[Data extracted from a collection]
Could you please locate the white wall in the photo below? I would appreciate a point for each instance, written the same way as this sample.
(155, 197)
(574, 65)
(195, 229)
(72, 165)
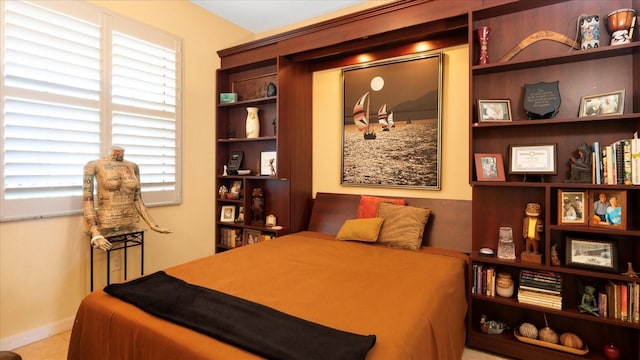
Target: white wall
(44, 264)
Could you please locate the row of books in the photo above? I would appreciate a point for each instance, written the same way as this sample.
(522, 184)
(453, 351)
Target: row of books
(541, 288)
(235, 237)
(231, 237)
(617, 163)
(484, 280)
(620, 301)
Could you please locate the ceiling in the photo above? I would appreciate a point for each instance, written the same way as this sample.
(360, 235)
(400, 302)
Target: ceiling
(264, 15)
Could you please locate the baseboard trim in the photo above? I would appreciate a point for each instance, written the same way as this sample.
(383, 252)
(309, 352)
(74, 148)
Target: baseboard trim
(15, 341)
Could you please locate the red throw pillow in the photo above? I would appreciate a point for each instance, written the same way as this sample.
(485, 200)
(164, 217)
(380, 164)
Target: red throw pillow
(369, 205)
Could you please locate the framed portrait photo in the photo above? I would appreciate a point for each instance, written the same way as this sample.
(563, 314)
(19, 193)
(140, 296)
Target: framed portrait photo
(250, 237)
(228, 213)
(592, 254)
(489, 167)
(532, 159)
(611, 103)
(571, 209)
(608, 208)
(268, 163)
(494, 110)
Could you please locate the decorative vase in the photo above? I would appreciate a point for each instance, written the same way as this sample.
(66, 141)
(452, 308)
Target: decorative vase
(589, 31)
(504, 285)
(611, 352)
(483, 38)
(621, 24)
(506, 248)
(253, 123)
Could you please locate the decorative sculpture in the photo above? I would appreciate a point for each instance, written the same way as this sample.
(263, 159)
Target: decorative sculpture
(257, 206)
(589, 303)
(581, 168)
(120, 204)
(532, 233)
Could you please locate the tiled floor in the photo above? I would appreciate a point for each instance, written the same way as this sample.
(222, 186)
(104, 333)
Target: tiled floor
(55, 348)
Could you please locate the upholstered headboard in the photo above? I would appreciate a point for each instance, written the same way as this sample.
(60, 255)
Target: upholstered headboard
(449, 224)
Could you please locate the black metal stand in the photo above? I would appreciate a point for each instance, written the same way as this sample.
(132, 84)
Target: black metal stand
(120, 242)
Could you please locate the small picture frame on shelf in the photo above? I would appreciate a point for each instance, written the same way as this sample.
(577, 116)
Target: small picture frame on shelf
(571, 209)
(250, 237)
(592, 254)
(489, 167)
(228, 98)
(608, 208)
(268, 163)
(532, 159)
(236, 190)
(494, 110)
(611, 103)
(228, 213)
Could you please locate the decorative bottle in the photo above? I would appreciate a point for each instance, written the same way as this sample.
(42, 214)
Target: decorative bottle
(504, 285)
(253, 123)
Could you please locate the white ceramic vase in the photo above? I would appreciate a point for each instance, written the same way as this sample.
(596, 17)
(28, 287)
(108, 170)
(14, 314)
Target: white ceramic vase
(253, 123)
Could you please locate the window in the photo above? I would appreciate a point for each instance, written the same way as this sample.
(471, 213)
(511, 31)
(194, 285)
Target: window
(76, 80)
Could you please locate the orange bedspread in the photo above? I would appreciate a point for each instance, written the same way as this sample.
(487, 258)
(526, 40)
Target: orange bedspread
(414, 302)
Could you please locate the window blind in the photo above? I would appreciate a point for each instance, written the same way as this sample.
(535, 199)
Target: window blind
(73, 85)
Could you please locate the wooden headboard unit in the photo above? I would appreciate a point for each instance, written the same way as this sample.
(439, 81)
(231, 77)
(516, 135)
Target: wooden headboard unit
(449, 224)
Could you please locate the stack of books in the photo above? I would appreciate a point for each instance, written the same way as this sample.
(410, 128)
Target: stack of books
(231, 237)
(621, 301)
(541, 288)
(618, 162)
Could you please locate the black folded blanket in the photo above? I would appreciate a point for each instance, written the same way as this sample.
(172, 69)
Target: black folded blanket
(259, 329)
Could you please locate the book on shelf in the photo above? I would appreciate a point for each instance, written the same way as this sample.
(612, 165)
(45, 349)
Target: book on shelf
(623, 301)
(484, 280)
(540, 290)
(527, 298)
(539, 295)
(619, 162)
(596, 162)
(231, 237)
(602, 305)
(635, 160)
(545, 280)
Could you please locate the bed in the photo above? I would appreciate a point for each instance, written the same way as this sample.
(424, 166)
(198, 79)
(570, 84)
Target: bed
(414, 302)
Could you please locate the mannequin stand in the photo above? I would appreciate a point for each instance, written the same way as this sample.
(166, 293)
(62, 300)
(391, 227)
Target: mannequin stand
(121, 241)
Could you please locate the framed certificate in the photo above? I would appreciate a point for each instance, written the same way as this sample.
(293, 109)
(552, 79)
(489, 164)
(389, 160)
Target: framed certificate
(532, 159)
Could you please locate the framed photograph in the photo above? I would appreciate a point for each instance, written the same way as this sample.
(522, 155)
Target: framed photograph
(268, 163)
(602, 104)
(236, 190)
(532, 159)
(251, 236)
(592, 254)
(489, 167)
(571, 207)
(254, 87)
(608, 208)
(228, 213)
(392, 119)
(494, 110)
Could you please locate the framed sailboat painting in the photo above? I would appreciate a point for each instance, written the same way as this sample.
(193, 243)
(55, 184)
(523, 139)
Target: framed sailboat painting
(392, 122)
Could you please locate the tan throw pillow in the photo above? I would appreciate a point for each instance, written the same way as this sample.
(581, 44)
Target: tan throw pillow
(360, 229)
(368, 206)
(403, 225)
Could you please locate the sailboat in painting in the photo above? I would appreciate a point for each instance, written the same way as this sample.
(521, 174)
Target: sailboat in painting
(385, 120)
(361, 118)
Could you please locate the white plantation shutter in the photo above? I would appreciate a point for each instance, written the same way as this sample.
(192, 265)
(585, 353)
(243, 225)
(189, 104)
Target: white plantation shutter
(144, 111)
(73, 85)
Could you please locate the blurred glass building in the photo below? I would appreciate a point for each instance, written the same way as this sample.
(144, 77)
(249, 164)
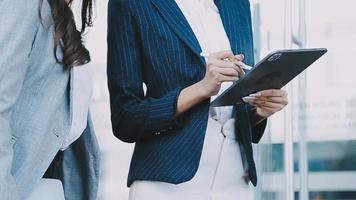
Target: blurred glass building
(309, 150)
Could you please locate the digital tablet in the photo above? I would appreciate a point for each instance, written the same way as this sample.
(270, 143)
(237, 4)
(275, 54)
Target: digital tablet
(273, 72)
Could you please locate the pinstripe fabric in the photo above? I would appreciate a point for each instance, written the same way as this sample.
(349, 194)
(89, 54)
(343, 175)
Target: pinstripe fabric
(150, 42)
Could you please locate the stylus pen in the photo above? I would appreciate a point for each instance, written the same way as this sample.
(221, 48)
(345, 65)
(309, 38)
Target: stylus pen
(243, 66)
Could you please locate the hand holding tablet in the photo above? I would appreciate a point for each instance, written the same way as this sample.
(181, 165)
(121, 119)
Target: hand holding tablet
(273, 72)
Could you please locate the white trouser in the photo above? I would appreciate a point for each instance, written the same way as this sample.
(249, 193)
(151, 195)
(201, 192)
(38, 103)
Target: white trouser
(219, 176)
(48, 189)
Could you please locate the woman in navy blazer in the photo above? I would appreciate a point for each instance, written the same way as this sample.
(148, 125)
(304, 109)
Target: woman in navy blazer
(152, 42)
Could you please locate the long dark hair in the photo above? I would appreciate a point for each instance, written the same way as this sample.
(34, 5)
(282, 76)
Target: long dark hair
(66, 34)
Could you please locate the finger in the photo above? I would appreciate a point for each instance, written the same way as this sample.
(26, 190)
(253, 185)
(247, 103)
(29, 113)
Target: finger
(225, 71)
(270, 93)
(222, 63)
(221, 55)
(240, 57)
(266, 104)
(239, 67)
(260, 103)
(222, 78)
(279, 100)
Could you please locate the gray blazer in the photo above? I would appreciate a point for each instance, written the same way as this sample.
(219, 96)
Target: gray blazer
(35, 109)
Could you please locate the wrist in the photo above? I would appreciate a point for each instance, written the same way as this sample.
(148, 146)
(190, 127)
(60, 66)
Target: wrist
(201, 91)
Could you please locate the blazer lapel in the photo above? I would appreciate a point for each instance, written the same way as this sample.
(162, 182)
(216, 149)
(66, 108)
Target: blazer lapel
(228, 13)
(176, 20)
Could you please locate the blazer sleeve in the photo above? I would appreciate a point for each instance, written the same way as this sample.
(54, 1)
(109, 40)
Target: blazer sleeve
(134, 116)
(18, 21)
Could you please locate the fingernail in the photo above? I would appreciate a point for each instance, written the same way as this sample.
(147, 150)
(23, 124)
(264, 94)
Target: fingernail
(248, 98)
(255, 95)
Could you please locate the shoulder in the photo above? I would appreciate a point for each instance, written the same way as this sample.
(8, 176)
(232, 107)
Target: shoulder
(127, 6)
(23, 9)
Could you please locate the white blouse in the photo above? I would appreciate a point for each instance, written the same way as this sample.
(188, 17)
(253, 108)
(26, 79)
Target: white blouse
(204, 18)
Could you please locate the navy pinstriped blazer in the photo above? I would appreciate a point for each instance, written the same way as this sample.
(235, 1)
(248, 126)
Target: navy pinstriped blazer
(151, 42)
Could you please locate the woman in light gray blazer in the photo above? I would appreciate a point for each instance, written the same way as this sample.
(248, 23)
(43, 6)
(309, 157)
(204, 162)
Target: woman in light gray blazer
(48, 149)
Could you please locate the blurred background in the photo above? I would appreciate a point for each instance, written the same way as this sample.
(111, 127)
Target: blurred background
(309, 150)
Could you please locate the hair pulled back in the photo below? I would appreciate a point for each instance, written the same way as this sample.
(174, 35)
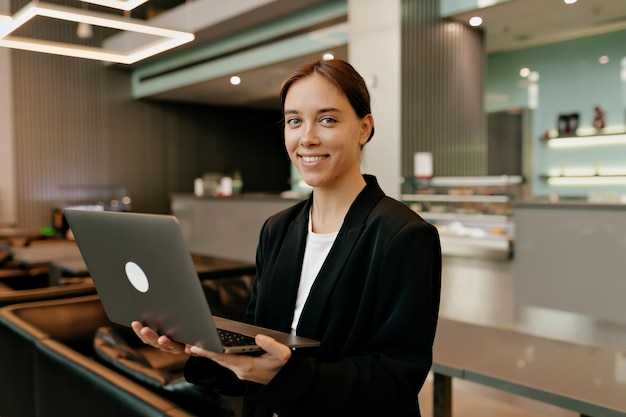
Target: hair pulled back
(340, 74)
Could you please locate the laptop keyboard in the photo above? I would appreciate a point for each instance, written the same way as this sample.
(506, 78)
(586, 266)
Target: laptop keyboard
(235, 339)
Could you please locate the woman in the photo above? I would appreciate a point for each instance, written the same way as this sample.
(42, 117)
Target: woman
(350, 267)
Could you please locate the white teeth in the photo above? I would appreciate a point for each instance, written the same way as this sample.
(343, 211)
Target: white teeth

WORK INSTRUCTION —
Each line that holds the word "below" should be extracted from the records.

SOLVED EXERCISE —
Could you please locate the white wall in the photo below? I would appreciate a point for each instance, written the same way as this sample.
Could you please locate the blurred glass building in the photo below? I would appreciate a point for each instance, written the same way as this sample.
Could you please locate the hair pulled back in the photo below? I would appreciate a point for each instance, written the same way as this sample.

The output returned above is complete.